Retype every one of the entries below word for word, leaving out the pictures.

[Stored dataset entries]
* Begin *

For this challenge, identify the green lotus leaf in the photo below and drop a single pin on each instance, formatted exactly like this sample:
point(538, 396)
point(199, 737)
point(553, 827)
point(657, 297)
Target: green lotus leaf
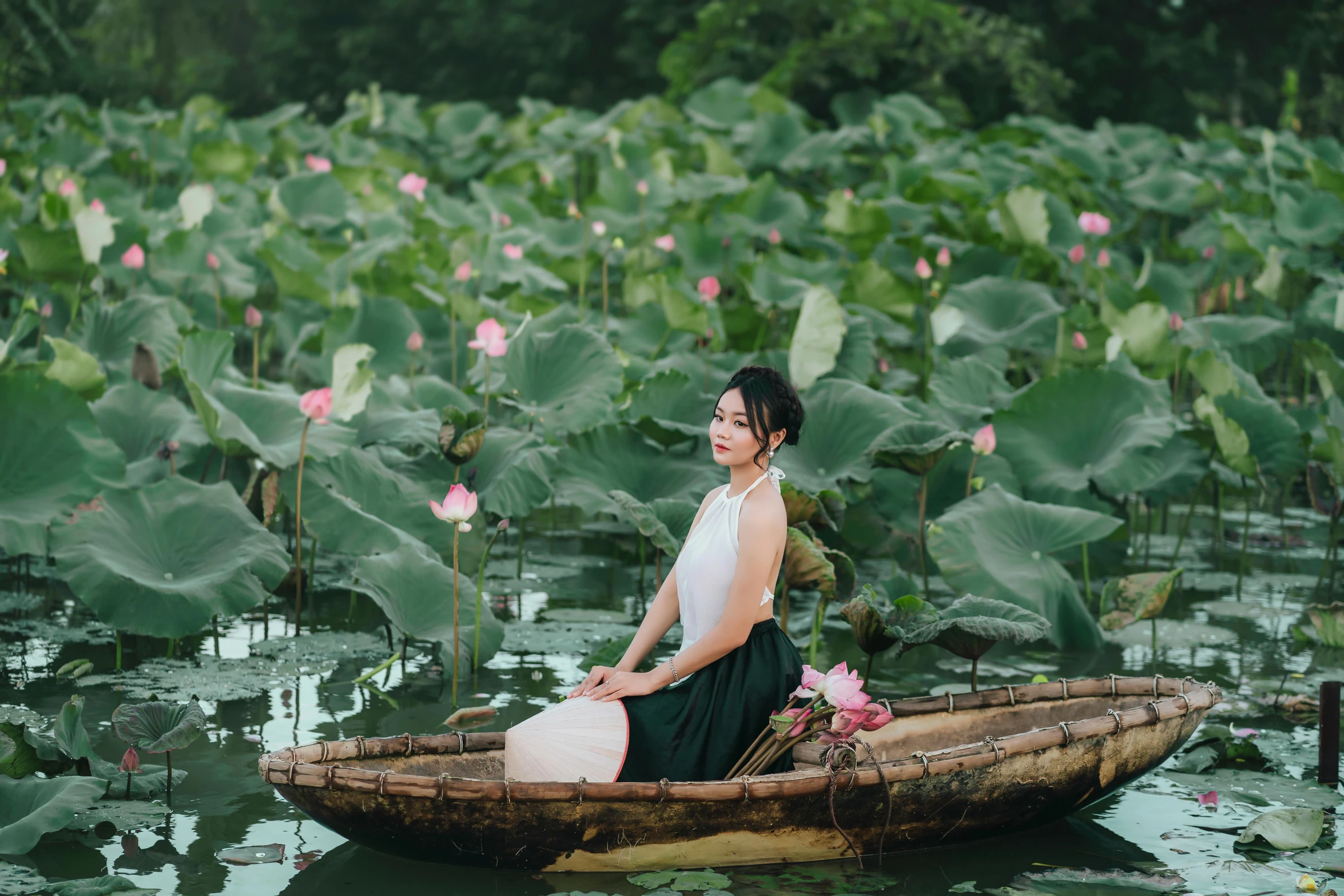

* End *

### TASK ANSWER
For this challenge, identify the green lotus leaf in the photo below and drop a single pin on each instance, formatted exactly like this sample:
point(538, 396)
point(199, 737)
point(553, 827)
point(657, 297)
Target: green lotus leaf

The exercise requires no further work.